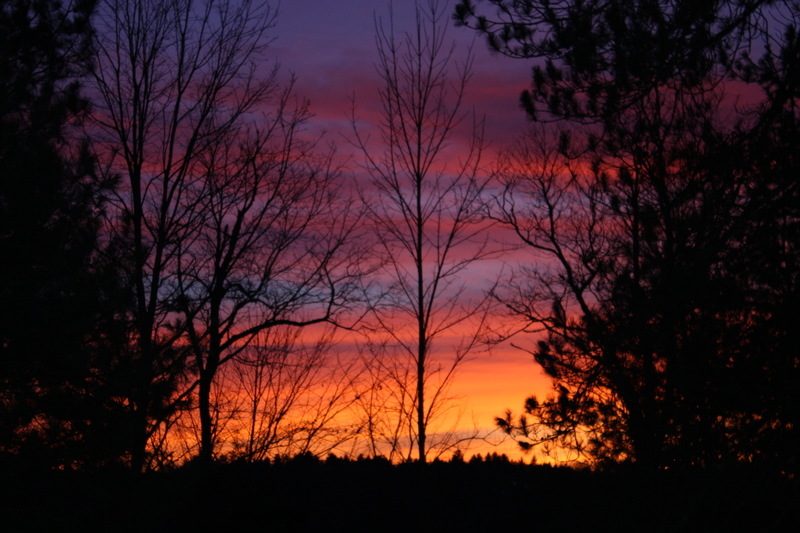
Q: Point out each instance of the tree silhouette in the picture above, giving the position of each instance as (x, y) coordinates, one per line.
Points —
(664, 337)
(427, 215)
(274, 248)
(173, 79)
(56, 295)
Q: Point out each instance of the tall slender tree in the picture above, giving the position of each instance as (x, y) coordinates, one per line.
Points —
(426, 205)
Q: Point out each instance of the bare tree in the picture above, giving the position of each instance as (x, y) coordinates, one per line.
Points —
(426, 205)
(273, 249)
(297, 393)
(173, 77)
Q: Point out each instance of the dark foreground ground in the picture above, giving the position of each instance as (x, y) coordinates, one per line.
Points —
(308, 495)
——————
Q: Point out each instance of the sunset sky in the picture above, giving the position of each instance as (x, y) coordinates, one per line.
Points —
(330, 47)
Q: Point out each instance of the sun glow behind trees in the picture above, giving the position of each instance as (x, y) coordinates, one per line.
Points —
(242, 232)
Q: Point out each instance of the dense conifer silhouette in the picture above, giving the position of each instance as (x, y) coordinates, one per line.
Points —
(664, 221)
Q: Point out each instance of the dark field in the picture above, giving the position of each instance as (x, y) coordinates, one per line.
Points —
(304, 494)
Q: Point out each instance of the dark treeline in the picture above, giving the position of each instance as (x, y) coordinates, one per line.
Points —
——————
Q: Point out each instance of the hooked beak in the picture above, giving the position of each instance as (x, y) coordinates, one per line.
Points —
——————
* [Problem description]
Pick out every line of the items above that contains the word "silhouette", copying each one in full. Case counts, so match only that exact capitalization.

* [Solution to the problem]
Q: Point out each instance of the tree silhouette in the picture above, giving the position of each instance as (x, y) coordinates, one per line.
Q: Point out each instance of the dense conifer silhouette in the picture above, giving the position of each instance as (x, y) coordinates, one per line.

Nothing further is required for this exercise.